Data items:

++++++++++

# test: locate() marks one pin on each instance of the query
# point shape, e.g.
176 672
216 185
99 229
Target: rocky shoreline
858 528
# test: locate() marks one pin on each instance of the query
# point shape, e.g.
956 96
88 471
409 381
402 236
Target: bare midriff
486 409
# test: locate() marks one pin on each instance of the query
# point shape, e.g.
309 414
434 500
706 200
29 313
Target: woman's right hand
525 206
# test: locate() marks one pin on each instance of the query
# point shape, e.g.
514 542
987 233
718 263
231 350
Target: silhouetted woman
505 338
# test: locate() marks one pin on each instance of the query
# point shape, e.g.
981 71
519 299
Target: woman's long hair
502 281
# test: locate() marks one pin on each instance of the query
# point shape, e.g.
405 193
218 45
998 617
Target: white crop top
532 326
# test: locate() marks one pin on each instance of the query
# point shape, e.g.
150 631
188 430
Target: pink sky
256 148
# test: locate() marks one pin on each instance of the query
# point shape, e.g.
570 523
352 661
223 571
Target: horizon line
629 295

++++++++++

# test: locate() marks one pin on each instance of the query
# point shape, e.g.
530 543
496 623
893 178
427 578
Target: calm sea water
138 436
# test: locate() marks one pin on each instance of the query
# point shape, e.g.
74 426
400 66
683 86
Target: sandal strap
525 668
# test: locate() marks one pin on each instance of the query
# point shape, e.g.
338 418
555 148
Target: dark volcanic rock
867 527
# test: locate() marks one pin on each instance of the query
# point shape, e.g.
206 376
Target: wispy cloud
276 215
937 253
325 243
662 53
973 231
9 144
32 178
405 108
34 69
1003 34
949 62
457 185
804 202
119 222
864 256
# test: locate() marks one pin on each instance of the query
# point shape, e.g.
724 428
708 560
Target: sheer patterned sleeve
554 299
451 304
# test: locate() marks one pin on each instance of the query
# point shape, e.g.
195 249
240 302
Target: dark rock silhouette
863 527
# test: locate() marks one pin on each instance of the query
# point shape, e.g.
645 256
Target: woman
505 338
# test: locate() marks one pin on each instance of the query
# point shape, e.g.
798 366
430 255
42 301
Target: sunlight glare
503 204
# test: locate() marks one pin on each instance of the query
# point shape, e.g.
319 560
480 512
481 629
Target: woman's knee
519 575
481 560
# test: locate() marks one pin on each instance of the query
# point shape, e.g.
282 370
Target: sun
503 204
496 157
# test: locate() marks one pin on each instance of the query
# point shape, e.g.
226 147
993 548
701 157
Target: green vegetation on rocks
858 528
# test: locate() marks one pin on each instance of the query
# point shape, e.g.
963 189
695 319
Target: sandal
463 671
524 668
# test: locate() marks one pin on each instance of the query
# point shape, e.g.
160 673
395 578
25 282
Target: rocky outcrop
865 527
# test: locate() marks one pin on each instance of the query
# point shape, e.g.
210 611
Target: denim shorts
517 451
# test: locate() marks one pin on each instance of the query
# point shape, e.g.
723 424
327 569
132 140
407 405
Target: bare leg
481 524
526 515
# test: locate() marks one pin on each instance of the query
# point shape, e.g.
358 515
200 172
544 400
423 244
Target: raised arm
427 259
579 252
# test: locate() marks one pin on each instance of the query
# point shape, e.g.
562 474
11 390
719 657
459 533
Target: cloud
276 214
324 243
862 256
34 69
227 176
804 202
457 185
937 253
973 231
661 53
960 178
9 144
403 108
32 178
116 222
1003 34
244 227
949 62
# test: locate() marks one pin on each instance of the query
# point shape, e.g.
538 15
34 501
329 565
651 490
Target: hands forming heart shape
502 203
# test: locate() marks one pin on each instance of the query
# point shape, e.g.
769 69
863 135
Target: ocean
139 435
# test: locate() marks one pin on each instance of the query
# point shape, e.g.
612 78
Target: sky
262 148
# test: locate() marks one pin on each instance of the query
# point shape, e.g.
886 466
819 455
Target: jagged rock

++++++++++

Taking the entries above, write out exactly the lines starting with the line containing "Target: green vegetation on rocks" and going on through the line containing "Target: jagged rock", both included, and nothing else.

Target: green vegetation on rocks
858 528
# test: locate() marks one pin on each instance of the query
# point shape, e.g.
963 189
695 319
Target: sandal
463 671
524 668
# test: locate() marks one pin on each instance of the query
# point shape, e.g.
160 673
395 578
25 282
Target: rocky outcrop
865 527
# test: locate() marks one pin on each instance of the query
# point shape, e.g.
210 611
Target: denim shorts
517 451
# test: locate() marks one pin on each instance of the query
# point shape, e.g.
723 424
327 569
132 140
407 405
Target: bare leg
481 524
526 515
# test: locate() marks one pin on each instance of the query
# point shape, e.g.
358 515
200 172
544 400
423 244
Target: raised arm
427 259
579 252
# test: locate() marks one pin on each instance of the query
# point shape, e.g.
562 474
11 390
719 657
459 533
Target: cloud
276 214
324 243
862 256
34 69
227 176
804 202
457 185
937 253
973 231
661 53
960 178
9 144
403 108
32 178
116 222
1003 34
244 227
949 62
# test: locate() marks one pin on each instance of the query
# point shape, e.g.
538 15
34 501
329 565
651 490
Target: hands forming heart shape
502 203
# test: locate() marks one pin on each instance of the query
# point shape, e.g.
769 69
863 135
Target: ocean
139 435
# test: locate() marks one pin on each instance of the query
# point shape, e.g.
612 78
Target: sky
262 148
# test: locate() marks one pin on each instance of the query
# point shape, e.g.
886 466
819 455
Target: jagged rock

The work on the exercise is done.